Recast the entries below as a numbered list with one line per item, skipping any blank lines and leaving the pictures out.

━━━━━ Dataset content ━━━━━

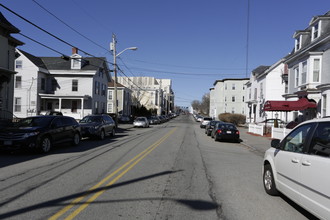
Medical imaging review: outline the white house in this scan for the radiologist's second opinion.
[0,12,23,119]
[210,78,249,118]
[14,48,111,119]
[246,58,296,123]
[285,11,330,121]
[118,77,174,115]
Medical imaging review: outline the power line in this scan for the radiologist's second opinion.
[0,3,112,64]
[32,0,109,51]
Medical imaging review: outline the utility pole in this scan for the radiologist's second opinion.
[110,34,118,127]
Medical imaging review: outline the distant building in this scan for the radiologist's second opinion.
[118,77,174,115]
[107,81,132,116]
[210,78,249,118]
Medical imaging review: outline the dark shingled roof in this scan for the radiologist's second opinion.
[19,50,46,69]
[0,12,20,33]
[40,57,105,70]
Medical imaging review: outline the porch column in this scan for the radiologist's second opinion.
[58,98,62,112]
[81,98,85,118]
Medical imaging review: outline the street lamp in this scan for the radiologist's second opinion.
[110,34,137,126]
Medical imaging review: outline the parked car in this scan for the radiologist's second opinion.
[133,117,149,128]
[214,122,240,142]
[0,115,81,153]
[118,115,131,123]
[205,120,220,136]
[79,115,116,140]
[262,118,330,219]
[200,117,212,128]
[147,116,160,125]
[211,121,225,138]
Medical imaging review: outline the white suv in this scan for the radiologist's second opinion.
[262,118,330,219]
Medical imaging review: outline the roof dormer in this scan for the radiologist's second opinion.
[293,31,310,52]
[309,11,330,41]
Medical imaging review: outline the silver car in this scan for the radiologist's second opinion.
[133,117,149,128]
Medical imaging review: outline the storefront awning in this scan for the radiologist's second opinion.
[264,98,317,112]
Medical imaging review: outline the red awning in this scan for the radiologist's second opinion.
[264,98,317,112]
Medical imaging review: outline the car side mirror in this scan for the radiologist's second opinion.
[270,139,281,148]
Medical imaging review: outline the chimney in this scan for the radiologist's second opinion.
[72,47,78,54]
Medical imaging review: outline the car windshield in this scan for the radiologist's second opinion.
[218,124,236,130]
[80,116,102,123]
[14,117,53,127]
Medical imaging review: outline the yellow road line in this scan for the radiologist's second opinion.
[49,128,176,220]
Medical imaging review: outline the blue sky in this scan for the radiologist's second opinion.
[0,0,330,106]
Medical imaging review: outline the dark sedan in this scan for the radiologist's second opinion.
[214,123,240,142]
[205,120,221,136]
[79,115,116,140]
[0,115,81,153]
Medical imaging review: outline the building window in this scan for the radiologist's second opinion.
[94,101,99,114]
[295,36,301,51]
[101,84,106,96]
[108,91,113,100]
[108,103,113,113]
[294,67,299,87]
[14,98,22,112]
[15,60,23,69]
[40,78,46,90]
[322,95,327,117]
[15,76,22,88]
[301,61,307,85]
[312,23,319,40]
[72,79,78,92]
[313,59,320,82]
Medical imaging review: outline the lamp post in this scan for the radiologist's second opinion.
[110,34,137,126]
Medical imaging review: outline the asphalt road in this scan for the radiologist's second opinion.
[0,115,311,220]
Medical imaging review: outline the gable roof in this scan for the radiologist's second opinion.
[17,49,46,69]
[40,57,106,71]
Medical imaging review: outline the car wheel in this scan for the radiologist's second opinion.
[72,132,80,146]
[99,129,105,140]
[263,164,278,196]
[39,136,52,153]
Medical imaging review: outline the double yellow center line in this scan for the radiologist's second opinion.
[49,128,176,220]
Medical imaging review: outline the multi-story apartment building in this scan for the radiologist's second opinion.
[285,11,330,121]
[14,48,111,119]
[118,77,174,114]
[107,81,132,116]
[210,78,249,118]
[0,12,23,119]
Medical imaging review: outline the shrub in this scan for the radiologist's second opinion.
[218,113,246,125]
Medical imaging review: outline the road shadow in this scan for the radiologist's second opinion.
[0,170,219,219]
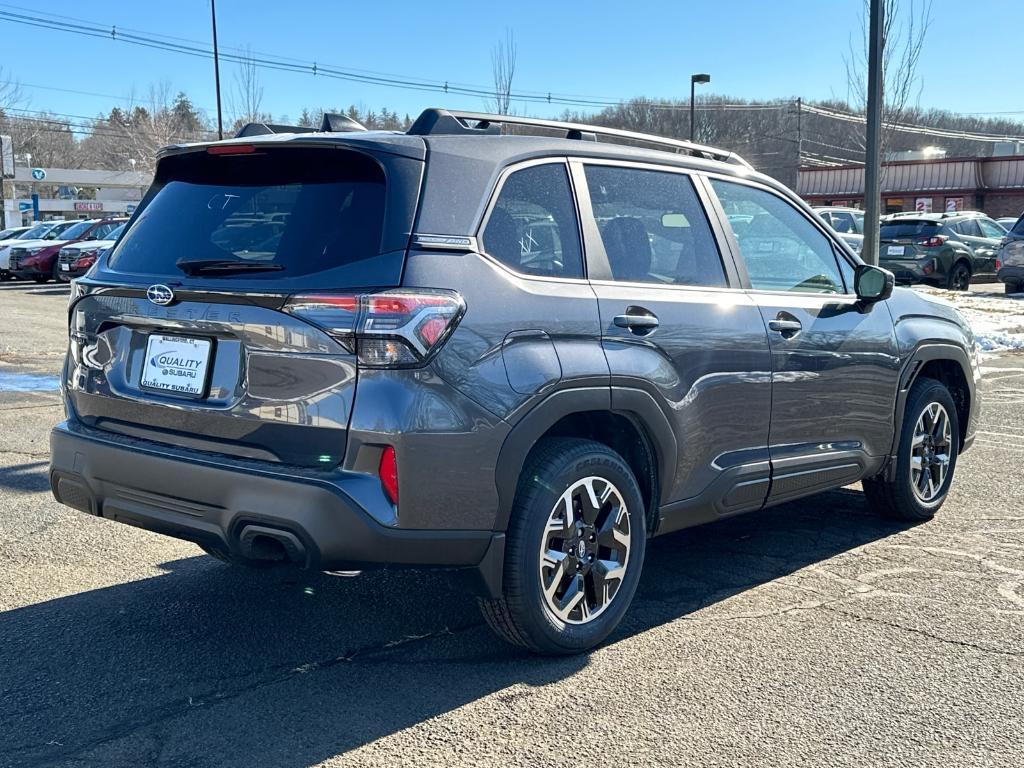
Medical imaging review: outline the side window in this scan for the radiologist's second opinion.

━━━━━

__Output__:
1. Medical imaging review: outline the white house in this scan for the radiologist's second opinion.
2. [0,12,23,119]
3. [210,78,249,118]
4. [14,48,111,119]
5. [246,58,296,123]
6. [285,11,330,121]
7. [118,77,174,115]
8. Medical imaging review: outline the power line in this scan for the radiologist's second opinion.
9. [0,3,112,64]
10. [32,0,109,51]
11. Medical imaging review: outline the utility pole in this scan for the radiologist's second opinion.
12. [110,34,118,127]
13. Medical imaging review: outline the distant building in this scan for the radiologist's second opinion.
14. [118,77,174,115]
15. [107,81,132,116]
16. [210,78,249,118]
17. Medical imaging review: outline the dark shingled roof in this scan for the radiologist's second opinion.
18. [19,50,46,69]
19. [0,12,20,33]
20. [40,57,105,70]
21. Medical imaging review: outline the porch column in this scan for the radiologist's second opinion.
22. [58,98,62,112]
23. [81,98,85,118]
24. Medical imaging review: outline the street lamp in this scan for the radiologist's second opinion.
25. [110,34,137,126]
26. Medical imaging review: outline the parked car in this scan for the radiologist's second opinion.
27. [133,117,149,128]
28. [214,122,240,142]
29. [0,115,81,153]
30. [118,115,131,123]
31. [205,120,220,136]
32. [79,115,116,140]
33. [262,118,330,219]
34. [200,117,212,128]
35. [147,116,160,125]
36. [211,121,225,138]
37. Medical imaging review: outline the white suv in this scan for the radiologist's second opinion.
38. [262,118,330,219]
39. Medical imaging review: outline the roof dormer in this scan for the radiologist's second opinion.
40. [293,31,310,52]
41. [309,11,330,41]
42. Medical imaging review: outline the silver car in this scan for the radiologist's second opinion.
43. [133,117,149,128]
44. Medical imaging review: outline the storefront awning in this scan for the radiologist's second opinion.
45. [264,98,317,112]
46. Medical imaging review: outline the red awning in this scan for the radiologist's second opinion.
47. [264,98,317,112]
48. Medical imaging review: outline the car side mirror in this scan for the radiologist's second opinion.
49. [270,139,281,148]
50. Medical imaging review: outline the chimney in this scan for the radiologist's second opinion.
51. [72,47,78,54]
52. Medical imaging review: outline the car windshield in this scan for the radiologist's second opinion.
53. [218,124,236,130]
54. [80,116,102,123]
55. [14,117,53,127]
56. Medical imaging review: outline the yellow road line in this scan for the radiologist's second opinion.
57. [49,128,176,220]
58. Medical imaging review: outline the blue sky in this scan for the radiologist's second opinion.
59. [0,0,330,106]
60. Medical imaging review: outline the dark sedan in this scan for the radiologist's second opinion.
61. [214,123,240,142]
62. [205,120,221,136]
63. [79,115,116,140]
64. [0,115,81,153]
65. Medical imaging review: outline the building window in this scan for the radiologist's second opinion.
66. [94,101,99,114]
67. [295,36,301,51]
68. [101,84,106,96]
69. [108,91,113,100]
70. [108,103,113,113]
71. [294,67,299,87]
72. [14,98,22,112]
73. [15,60,23,69]
74. [40,78,46,90]
75. [322,95,327,117]
76. [15,76,22,88]
77. [301,61,307,85]
78. [312,23,319,40]
79. [72,79,78,92]
80. [313,59,320,82]
81. Medical imaging review: outline the lamp post in this scan for the radiologist's second opinion.
82. [110,34,137,126]
83. Medical imaging review: outline the asphalt road in this scan for the radiologist's second opinion.
84. [0,115,311,220]
85. Medical imaging review: outline the gable roof in this scan for the radiologist's second opinion.
86. [17,49,46,69]
87. [40,57,106,71]
88. Medical imaging review: outline the car wheel in this scan for the radiologist's second opinion.
89. [72,132,80,146]
90. [99,129,105,140]
91. [263,164,278,196]
92. [39,136,52,153]
93. Medical imaging review: outline the double yellow center line in this scan for the radiologist's second opinion.
94. [49,128,176,220]
95. Medical imaging review: outline the multi-story apartment building in this scan for the radiologist's second opinion.
96. [285,11,330,121]
97. [14,48,111,119]
98. [118,77,174,114]
99. [107,81,132,116]
100. [210,78,249,118]
101. [0,12,23,119]
102. Medical imaging review: outline the shrub in this scan for the radiologist's second opinion.
103. [218,113,246,125]
104. Medical imaging review: outline the road shadow in this scan for the radiologist's second opinion.
105. [0,170,219,219]
106. Medical imaging review: outline the side window in this scan for the radiologist's second opinion.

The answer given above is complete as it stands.